-- TASK PROMPT --
Every entry below should be printed again exactly as it reads.

-- RECORDED DATA --
◇ ◇ ◇ ◇

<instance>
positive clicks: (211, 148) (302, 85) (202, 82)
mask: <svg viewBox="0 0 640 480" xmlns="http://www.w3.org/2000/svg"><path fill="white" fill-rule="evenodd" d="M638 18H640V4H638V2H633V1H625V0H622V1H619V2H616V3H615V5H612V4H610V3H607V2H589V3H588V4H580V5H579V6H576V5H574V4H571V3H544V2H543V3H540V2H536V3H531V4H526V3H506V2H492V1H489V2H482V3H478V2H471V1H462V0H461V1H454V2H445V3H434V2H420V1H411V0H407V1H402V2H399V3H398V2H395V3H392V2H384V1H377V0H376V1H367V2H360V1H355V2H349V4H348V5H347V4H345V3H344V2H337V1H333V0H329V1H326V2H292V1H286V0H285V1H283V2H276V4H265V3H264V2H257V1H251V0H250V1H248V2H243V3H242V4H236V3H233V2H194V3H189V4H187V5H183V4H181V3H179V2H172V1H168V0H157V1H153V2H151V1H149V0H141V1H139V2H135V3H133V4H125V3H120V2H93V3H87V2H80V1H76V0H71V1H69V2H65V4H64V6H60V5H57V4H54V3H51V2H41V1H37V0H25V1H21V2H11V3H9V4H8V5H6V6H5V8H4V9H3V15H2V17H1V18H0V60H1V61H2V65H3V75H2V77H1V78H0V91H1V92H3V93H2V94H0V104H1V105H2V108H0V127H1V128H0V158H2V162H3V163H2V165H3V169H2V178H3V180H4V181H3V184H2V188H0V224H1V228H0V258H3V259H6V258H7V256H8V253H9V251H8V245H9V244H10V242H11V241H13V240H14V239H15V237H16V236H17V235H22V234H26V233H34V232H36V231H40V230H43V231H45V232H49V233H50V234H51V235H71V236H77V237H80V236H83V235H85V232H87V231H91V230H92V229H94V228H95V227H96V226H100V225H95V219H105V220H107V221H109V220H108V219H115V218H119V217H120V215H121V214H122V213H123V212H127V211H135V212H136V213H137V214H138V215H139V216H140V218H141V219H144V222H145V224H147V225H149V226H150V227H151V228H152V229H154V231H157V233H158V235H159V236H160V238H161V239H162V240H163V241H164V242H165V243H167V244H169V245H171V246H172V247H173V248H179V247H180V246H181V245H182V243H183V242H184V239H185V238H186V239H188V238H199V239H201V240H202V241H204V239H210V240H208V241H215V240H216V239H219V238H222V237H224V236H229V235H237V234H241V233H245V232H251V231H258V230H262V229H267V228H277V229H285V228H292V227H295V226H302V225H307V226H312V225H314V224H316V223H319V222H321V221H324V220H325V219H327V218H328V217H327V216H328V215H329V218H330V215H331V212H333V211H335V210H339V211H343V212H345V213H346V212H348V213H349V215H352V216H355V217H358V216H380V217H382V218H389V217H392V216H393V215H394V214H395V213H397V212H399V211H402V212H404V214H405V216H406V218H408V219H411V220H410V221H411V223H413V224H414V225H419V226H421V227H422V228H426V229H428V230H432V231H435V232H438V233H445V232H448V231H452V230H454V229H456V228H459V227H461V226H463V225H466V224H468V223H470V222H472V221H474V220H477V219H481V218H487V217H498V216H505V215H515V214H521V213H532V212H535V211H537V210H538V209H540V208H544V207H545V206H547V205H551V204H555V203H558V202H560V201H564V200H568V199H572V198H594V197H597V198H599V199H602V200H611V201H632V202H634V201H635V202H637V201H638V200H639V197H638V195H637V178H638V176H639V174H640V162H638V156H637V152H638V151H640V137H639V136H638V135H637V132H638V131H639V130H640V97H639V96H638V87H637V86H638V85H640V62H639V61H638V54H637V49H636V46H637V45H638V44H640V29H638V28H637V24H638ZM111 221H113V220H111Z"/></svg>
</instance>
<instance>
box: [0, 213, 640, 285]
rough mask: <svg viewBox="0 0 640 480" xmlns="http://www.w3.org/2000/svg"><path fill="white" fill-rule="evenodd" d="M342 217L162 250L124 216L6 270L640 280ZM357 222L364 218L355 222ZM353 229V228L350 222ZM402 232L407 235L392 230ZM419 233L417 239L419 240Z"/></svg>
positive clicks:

◇ ◇ ◇ ◇

-- OUTPUT BELOW --
<instance>
positive clicks: (211, 148) (302, 85) (202, 82)
mask: <svg viewBox="0 0 640 480" xmlns="http://www.w3.org/2000/svg"><path fill="white" fill-rule="evenodd" d="M638 18H640V4H638V2H633V1H625V0H622V1H619V2H616V3H615V5H612V4H610V3H607V2H589V3H588V4H580V5H579V6H576V5H574V4H571V3H544V2H543V3H540V2H536V3H531V4H526V3H506V2H492V1H489V2H482V3H478V2H471V1H462V0H461V1H454V2H445V3H434V2H420V1H411V0H407V1H402V2H399V3H398V2H395V3H392V2H384V1H377V0H376V1H367V2H360V1H355V2H349V4H348V5H347V4H345V3H344V2H337V1H333V0H329V1H326V2H292V1H286V0H285V1H283V2H276V4H265V3H264V2H257V1H251V0H250V1H248V2H243V3H242V4H236V3H233V2H194V3H189V4H187V5H183V4H181V3H179V2H172V1H168V0H157V1H153V2H151V1H149V0H141V1H139V2H135V3H133V4H125V3H120V2H93V3H87V2H80V1H76V0H71V1H69V2H65V4H64V6H60V5H57V4H54V3H51V2H41V1H37V0H25V1H21V2H11V3H9V4H8V5H6V6H5V8H4V9H3V15H2V17H1V18H0V60H1V61H2V65H3V75H2V77H1V78H0V91H1V92H3V93H2V94H0V104H1V105H2V108H0V127H1V128H0V158H2V162H3V163H2V165H3V169H2V178H3V180H4V181H3V184H2V188H0V224H1V228H0V258H3V259H6V258H7V256H8V253H9V251H8V245H9V244H10V242H11V241H13V240H14V239H15V237H16V236H17V235H22V234H26V233H34V232H36V231H40V230H43V231H45V232H49V233H50V234H51V235H71V236H77V237H80V236H83V235H85V232H87V231H91V230H92V229H94V228H95V227H96V226H100V225H95V219H105V220H107V221H109V220H108V219H115V218H119V217H120V215H121V214H122V213H123V212H127V211H135V212H136V213H137V214H138V215H139V216H140V218H141V219H144V222H145V224H147V225H149V226H150V227H151V228H152V229H154V231H157V233H158V235H159V236H160V238H161V239H162V240H163V241H164V242H165V243H167V244H169V245H171V246H172V247H173V248H179V247H180V246H181V245H182V243H183V242H184V239H185V238H186V239H188V238H199V239H201V240H202V241H204V239H210V240H208V241H215V240H216V239H219V238H222V237H224V236H229V235H237V234H241V233H245V232H251V231H258V230H262V229H267V228H277V229H285V228H292V227H295V226H302V225H307V226H312V225H314V224H316V223H319V222H321V221H324V220H325V219H327V218H328V217H327V216H328V215H329V218H330V215H331V212H333V211H335V210H339V211H343V212H345V213H346V212H348V213H349V215H352V216H355V217H358V216H380V217H382V218H389V217H392V216H393V215H394V214H395V213H397V212H399V211H402V212H404V214H405V216H406V218H408V219H411V220H410V221H411V223H413V224H414V225H419V226H421V227H422V228H426V229H428V230H432V231H435V232H438V233H445V232H448V231H452V230H454V229H456V228H459V227H461V226H463V225H466V224H468V223H470V222H472V221H474V220H477V219H481V218H487V217H498V216H505V215H515V214H521V213H532V212H535V211H537V210H538V209H540V208H544V207H545V206H547V205H551V204H555V203H558V202H560V201H564V200H568V199H572V198H594V197H597V198H599V199H602V200H611V201H632V202H634V201H635V202H637V201H638V200H639V197H638V195H637V178H638V176H639V174H640V162H638V156H637V152H638V151H640V137H639V136H638V135H637V132H638V131H639V130H640V97H639V96H638V87H637V86H638V85H640V62H639V61H638V54H637V49H636V46H637V45H638V44H640V29H638V28H637V24H638ZM111 221H113V220H111Z"/></svg>
</instance>
<instance>
box: [0, 213, 640, 285]
rough mask: <svg viewBox="0 0 640 480" xmlns="http://www.w3.org/2000/svg"><path fill="white" fill-rule="evenodd" d="M342 217L162 250L124 216L6 270L640 280ZM357 222L364 218L355 222ZM353 229V228L350 222ZM402 232L407 235L392 230ZM419 233L417 239L419 240Z"/></svg>
positive clicks:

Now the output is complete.